**TASK GOAL**
Reproduce the listing word for word, from its first line up to and including the line with "[683,278,787,417]".
---------- INPUT DATA
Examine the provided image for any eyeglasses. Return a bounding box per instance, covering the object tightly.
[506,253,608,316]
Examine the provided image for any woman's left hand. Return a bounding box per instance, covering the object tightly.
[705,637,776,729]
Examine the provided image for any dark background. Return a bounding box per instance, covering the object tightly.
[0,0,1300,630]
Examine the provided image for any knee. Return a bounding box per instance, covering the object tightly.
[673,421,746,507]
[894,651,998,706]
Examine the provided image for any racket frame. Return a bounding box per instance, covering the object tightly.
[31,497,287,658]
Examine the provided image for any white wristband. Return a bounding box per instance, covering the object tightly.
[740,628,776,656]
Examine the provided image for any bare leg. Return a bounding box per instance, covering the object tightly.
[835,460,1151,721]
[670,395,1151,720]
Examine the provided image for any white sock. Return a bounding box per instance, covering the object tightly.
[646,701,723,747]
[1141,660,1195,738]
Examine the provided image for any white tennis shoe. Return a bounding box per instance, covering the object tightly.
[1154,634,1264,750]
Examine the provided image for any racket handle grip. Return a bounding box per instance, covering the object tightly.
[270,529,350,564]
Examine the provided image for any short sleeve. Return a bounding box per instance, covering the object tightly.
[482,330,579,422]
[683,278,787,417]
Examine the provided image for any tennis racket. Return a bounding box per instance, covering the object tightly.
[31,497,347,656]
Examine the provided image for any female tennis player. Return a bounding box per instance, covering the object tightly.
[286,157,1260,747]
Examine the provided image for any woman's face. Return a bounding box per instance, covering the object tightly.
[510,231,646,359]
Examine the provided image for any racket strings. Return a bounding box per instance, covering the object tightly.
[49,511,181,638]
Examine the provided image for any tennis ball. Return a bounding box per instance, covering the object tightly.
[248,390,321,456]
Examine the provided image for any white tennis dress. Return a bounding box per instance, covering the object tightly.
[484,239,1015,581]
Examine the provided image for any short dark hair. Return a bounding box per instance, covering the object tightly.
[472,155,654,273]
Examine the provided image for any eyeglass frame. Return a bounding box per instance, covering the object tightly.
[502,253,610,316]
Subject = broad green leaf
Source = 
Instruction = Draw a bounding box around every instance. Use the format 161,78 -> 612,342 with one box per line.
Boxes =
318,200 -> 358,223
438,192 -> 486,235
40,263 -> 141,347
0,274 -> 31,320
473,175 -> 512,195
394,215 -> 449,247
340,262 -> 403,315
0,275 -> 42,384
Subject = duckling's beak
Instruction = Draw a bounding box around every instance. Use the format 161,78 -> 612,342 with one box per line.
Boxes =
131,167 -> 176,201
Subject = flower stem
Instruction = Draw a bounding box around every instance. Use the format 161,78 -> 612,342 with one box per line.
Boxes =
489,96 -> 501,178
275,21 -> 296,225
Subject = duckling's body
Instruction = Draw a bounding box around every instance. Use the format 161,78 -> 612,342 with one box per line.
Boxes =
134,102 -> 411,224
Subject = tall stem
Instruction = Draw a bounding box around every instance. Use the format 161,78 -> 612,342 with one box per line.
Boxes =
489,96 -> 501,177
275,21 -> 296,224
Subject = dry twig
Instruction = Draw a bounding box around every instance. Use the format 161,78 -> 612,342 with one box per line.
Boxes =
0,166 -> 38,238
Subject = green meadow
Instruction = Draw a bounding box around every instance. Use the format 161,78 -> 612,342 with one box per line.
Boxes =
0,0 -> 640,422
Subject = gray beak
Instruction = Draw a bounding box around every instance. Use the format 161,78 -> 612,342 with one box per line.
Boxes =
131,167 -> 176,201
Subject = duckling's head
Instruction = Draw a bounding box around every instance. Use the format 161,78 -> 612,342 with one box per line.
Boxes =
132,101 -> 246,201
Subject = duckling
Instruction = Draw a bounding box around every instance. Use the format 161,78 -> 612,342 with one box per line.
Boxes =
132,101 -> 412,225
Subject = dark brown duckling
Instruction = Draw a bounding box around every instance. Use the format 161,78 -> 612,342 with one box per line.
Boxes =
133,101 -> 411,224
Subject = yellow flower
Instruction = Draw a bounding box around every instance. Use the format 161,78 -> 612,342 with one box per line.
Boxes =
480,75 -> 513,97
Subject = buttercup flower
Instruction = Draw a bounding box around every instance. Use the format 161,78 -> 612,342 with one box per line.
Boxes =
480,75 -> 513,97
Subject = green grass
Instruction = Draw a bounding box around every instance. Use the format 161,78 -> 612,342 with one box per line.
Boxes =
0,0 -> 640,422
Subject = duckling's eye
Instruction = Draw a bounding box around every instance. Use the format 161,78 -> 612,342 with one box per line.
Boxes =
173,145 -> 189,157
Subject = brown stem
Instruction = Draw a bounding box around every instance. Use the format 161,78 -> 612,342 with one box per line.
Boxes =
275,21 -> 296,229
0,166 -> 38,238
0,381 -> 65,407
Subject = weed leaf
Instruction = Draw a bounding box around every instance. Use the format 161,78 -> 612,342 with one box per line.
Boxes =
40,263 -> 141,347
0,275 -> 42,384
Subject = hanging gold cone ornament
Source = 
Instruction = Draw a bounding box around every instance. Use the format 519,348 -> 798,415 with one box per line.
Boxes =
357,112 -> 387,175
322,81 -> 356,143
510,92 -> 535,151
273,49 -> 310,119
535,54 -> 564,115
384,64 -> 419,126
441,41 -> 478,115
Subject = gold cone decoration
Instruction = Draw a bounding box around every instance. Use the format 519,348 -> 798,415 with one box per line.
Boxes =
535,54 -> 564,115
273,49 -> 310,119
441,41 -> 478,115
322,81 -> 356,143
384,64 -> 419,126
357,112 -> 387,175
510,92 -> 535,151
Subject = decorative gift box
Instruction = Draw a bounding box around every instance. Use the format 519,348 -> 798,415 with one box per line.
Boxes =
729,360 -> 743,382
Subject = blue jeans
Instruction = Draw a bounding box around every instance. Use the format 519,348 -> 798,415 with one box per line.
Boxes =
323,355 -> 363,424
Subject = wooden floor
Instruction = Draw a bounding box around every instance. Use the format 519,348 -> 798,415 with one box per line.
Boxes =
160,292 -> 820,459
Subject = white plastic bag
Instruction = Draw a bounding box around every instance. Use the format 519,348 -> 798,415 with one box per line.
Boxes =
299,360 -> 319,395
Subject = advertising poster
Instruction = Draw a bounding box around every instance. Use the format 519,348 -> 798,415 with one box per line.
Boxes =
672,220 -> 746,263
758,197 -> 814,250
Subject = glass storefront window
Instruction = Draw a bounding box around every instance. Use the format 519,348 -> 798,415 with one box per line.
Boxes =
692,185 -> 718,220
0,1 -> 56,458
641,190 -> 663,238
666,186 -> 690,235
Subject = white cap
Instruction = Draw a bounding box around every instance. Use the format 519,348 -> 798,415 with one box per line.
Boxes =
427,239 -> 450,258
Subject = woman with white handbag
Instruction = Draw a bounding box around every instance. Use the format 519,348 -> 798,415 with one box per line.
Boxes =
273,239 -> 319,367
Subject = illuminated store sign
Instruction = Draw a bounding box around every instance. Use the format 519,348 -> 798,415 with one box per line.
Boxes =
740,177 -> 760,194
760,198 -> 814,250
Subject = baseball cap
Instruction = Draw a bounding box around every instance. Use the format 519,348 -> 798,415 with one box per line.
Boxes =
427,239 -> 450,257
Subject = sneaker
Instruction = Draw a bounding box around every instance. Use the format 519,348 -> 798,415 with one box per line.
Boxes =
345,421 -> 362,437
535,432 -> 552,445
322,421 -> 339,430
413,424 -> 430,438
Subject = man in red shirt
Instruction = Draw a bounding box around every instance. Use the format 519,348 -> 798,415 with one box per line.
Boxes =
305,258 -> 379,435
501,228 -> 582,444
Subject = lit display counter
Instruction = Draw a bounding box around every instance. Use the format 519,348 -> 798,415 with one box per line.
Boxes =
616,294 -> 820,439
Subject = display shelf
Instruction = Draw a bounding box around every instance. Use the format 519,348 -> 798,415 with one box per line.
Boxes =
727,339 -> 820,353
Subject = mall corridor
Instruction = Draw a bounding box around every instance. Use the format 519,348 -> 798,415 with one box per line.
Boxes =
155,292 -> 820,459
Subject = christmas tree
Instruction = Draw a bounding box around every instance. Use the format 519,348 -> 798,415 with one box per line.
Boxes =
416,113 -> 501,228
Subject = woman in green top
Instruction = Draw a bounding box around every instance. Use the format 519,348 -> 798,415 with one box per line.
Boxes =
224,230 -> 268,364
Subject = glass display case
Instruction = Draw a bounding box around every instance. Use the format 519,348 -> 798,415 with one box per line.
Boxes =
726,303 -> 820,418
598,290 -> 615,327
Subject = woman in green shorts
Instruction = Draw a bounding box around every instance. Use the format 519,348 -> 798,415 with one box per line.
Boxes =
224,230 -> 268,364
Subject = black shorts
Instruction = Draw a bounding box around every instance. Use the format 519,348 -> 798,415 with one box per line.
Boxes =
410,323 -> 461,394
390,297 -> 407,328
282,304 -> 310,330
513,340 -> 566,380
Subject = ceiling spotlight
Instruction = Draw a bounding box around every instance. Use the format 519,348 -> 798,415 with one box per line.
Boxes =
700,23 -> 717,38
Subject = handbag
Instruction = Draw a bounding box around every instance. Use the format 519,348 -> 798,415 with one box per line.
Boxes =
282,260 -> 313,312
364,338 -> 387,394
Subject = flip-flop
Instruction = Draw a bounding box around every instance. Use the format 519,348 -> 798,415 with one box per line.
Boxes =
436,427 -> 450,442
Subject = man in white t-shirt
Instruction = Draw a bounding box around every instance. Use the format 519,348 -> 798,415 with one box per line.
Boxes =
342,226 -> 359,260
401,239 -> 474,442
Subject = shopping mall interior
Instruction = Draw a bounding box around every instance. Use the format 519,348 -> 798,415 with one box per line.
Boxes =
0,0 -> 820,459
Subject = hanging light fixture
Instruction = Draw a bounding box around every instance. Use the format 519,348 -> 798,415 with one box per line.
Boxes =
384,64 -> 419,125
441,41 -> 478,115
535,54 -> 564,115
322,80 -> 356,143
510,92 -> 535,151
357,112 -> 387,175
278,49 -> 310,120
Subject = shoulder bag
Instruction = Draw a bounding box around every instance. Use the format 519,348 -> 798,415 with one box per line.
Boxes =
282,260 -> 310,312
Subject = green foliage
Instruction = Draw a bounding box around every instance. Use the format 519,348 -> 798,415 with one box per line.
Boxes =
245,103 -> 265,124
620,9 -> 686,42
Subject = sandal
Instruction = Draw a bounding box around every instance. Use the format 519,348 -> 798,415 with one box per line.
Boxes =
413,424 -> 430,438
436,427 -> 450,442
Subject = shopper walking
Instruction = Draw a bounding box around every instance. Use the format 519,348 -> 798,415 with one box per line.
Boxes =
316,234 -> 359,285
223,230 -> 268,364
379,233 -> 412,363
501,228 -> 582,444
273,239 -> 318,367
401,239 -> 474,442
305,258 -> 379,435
--------------------
**FINAL RESULT**
Examine the provided image for any eyeglasses. Return a bounding box per instance, covering the object tightly.
[506,253,608,316]
Examine the provided image for any woman's left hand. Return a bounding box per instance, covering the object tightly.
[705,637,776,729]
Examine the provided image for any dark background. Return a bounding box per instance, covering the object tightly.
[0,0,1300,630]
Examine the provided image for any knee. Return a bounding box per instance, covering the object tightly.
[673,421,746,507]
[894,651,998,706]
Examine the provided image for any racket frame. Return a bounding box per instance, covering the object tightly.
[31,497,287,658]
Examine the provided image for any white wristband. Return a bounding box per instance, covering the object tightly.
[740,628,776,656]
Examine the provided image for any bare leg. Return a bounding box per instance, covering the object tightly.
[835,460,1151,721]
[670,395,1151,720]
Examine the provided image for any white sock. Return a bounding box per instance, covering the object tightly.
[646,701,723,747]
[1141,660,1195,738]
Examine the provided image for any white tennis shoe. Return a bounding box per instance, covering the object tightly.
[1154,634,1264,750]
Examine the provided image for any racket handle grip. Return a bounding box per instance, covering the object tightly.
[270,529,350,564]
Examine the provided image for any short sleeve. Return a bounding box per instance, covering the object tightly.
[482,330,579,422]
[683,278,787,417]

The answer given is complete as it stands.